EXERCISE GOAL:
Return every line of the entries below as a JSON list of strings, one string per line, leaving out any blank lines.

THE RECORDS:
::::::::::
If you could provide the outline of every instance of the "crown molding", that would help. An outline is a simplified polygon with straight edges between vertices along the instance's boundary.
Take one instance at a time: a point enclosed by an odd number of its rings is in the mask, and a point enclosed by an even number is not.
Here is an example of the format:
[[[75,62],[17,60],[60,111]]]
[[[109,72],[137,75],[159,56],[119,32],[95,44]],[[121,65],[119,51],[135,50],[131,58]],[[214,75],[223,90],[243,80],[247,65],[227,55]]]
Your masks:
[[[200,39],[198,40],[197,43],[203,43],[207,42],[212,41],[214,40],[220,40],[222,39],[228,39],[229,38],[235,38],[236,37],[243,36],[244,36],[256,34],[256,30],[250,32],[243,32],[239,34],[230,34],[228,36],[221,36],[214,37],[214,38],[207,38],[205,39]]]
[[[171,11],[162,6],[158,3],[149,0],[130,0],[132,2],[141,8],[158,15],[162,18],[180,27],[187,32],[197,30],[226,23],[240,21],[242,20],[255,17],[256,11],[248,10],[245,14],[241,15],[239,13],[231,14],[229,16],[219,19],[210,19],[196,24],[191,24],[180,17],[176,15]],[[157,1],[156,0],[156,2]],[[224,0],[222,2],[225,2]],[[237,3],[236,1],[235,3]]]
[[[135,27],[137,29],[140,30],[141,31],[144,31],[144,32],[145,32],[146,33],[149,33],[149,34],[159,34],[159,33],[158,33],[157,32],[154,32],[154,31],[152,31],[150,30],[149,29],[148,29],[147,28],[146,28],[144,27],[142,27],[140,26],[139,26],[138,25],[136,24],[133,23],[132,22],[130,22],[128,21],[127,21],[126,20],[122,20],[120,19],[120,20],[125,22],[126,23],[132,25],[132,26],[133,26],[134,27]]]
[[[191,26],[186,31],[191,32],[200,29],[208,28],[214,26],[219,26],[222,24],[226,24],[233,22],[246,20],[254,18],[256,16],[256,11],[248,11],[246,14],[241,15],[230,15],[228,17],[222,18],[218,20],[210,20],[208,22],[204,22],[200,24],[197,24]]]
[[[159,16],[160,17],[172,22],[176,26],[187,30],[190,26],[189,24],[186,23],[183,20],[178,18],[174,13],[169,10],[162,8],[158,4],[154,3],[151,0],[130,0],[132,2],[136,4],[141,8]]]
::::::::::
SOLUTION BELOW:
[
  "If you could provide the outline of every instance of the \"crown molding\", that would help. An outline is a simplified polygon with straight edges between vertices along the instance's boundary.",
  "Take one instance at a time: a point enclosed by an odd number of its rings is in the mask, and a point enclosed by an even number is not.",
  "Here is an example of the format:",
  "[[[75,62],[17,60],[60,111]]]",
  "[[[109,72],[137,75],[159,56],[119,32],[95,44]],[[121,65],[119,51],[135,50],[131,58]],[[214,75],[223,90],[243,80],[247,65],[227,55]]]",
  "Your masks:",
  "[[[200,39],[198,40],[197,43],[203,43],[207,42],[212,41],[214,40],[220,40],[222,39],[228,39],[229,38],[235,38],[236,37],[243,36],[244,36],[256,34],[256,30],[250,32],[243,32],[239,34],[230,34],[228,36],[221,36],[214,37],[214,38],[207,38],[205,39]]]",
  "[[[171,11],[162,6],[158,3],[149,0],[130,0],[132,2],[141,8],[158,15],[162,18],[180,27],[187,32],[197,30],[226,23],[240,21],[242,20],[255,17],[256,11],[248,10],[245,14],[241,15],[239,13],[231,14],[229,16],[219,19],[210,19],[196,24],[191,24],[180,17],[176,15]],[[157,1],[156,0],[156,2]],[[224,0],[222,2],[225,2]],[[237,3],[236,1],[235,3]]]",
  "[[[135,27],[137,29],[140,30],[141,31],[144,31],[144,32],[145,32],[146,33],[149,33],[149,34],[159,34],[159,33],[158,33],[157,32],[154,32],[154,31],[152,31],[150,30],[149,29],[148,29],[147,28],[146,28],[144,27],[142,27],[140,26],[139,26],[138,25],[136,24],[133,23],[132,22],[130,22],[128,21],[127,21],[126,20],[122,20],[120,19],[120,20],[125,22],[126,23],[132,25],[132,26],[133,26],[134,27]]]",
  "[[[191,26],[186,31],[191,32],[200,29],[208,28],[214,26],[219,26],[222,24],[226,24],[233,22],[246,20],[254,18],[256,16],[256,11],[248,11],[246,14],[241,15],[230,15],[228,17],[222,18],[218,20],[210,20],[208,22],[204,22],[200,24],[197,24]]]",
  "[[[159,16],[160,17],[172,22],[176,26],[187,30],[190,26],[189,24],[186,23],[183,20],[178,18],[174,13],[169,10],[162,8],[158,4],[154,3],[151,0],[130,0],[132,2],[136,4],[141,8]]]"
]